*Excerpted passage*
In the aftermath of the Charleston shooting, a partisan divide emerged (mostly, it must be said, among white politicians and commentators) over whether the attacks were mostly a case of racial animus—after all, Dylann Roof was a self-proclaimed white supremacist who said he wished to start a race war—or whether it was an attack on Christianity, since it struck a church.

What’s interesting is how leaders of these churches deal with that dichotomy. By and large, they refuse to even countenance the idea that there might be a divide.

“This is a spiritually sick person,” said the Reverend David Triggs of New Life Missionary Baptist Church. “This is a sin issue. It’s not a race issue.” He elaborated to the Post: “It could be a black man coming against black churches. We don’t know if there’s any race barrier to this; but we know it is a sin issue and it has to be addressed as such—through prayer.”

*Items*
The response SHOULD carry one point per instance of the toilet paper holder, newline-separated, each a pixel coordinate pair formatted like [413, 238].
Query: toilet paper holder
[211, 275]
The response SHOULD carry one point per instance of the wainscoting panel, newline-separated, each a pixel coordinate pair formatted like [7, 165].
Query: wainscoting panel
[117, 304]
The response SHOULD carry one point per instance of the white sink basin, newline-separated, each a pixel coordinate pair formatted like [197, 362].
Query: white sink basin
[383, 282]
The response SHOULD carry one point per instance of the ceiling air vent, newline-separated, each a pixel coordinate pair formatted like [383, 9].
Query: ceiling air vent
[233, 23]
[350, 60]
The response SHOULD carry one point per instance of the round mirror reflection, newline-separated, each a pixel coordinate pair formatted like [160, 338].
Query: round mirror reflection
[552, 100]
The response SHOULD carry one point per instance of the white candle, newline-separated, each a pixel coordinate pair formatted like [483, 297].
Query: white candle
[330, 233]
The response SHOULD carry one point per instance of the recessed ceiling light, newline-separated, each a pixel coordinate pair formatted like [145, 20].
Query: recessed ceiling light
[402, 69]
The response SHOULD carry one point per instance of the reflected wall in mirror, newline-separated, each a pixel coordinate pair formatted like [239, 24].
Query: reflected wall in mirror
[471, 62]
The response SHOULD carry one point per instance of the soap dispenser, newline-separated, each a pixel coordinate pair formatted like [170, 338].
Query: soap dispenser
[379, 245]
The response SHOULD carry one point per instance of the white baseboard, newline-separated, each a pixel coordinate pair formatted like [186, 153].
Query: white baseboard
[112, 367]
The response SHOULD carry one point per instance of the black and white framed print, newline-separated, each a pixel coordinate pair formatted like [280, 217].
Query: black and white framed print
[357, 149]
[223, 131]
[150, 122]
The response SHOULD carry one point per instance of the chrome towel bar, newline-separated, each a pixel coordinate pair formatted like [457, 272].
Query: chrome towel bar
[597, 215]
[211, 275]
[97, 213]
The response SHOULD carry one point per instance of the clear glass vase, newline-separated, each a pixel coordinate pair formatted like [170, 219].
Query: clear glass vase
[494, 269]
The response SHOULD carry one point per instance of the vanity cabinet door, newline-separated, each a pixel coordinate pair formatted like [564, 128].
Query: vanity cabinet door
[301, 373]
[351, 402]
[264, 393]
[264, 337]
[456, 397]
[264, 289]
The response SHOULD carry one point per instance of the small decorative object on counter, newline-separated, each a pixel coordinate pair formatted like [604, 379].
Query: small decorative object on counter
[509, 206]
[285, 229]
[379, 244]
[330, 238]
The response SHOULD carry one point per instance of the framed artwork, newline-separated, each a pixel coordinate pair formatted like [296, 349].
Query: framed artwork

*Required tasks*
(1) In the passage on the Charleston shooting, substitute "split" for "dichotomy" and write out the section that starts at the words "What’s interesting is" and ends after "be a divide.".
(2) Proceed with the passage about church leaders' reactions to the Charleston shooting, writing on from its final sentence.

*Task-by-task results*
(1)
What’s interesting is how leaders of these churches deal with that split. By and large, they refuse to even countenance the idea that there might be a divide.

(2)
“We are upset and we’re concerned that there’s an individual who, for whatever reason, is sick,” Michele Brown, business manager at St. Augustine Catholic Church, told the AP. “We prayed for them Sunday. There’s something wrong with someone who would do something like that.”

Burton told As It Happens that many of his congregants were old enough to remember the tense days of the civil-rights struggle, and were watching to see if there was proof of a racial motive with “bated breath.” But he also portrayed the arsons as an assault on faith, and expressed disappointment that more local churches, synagogues, and mosques hadn’t reached out in solidarity.

“Whether you practice faith or you don’t, everyone should be very concerned about that,” Burton told the AP. “Religious freedom is part of our identity as Americans.”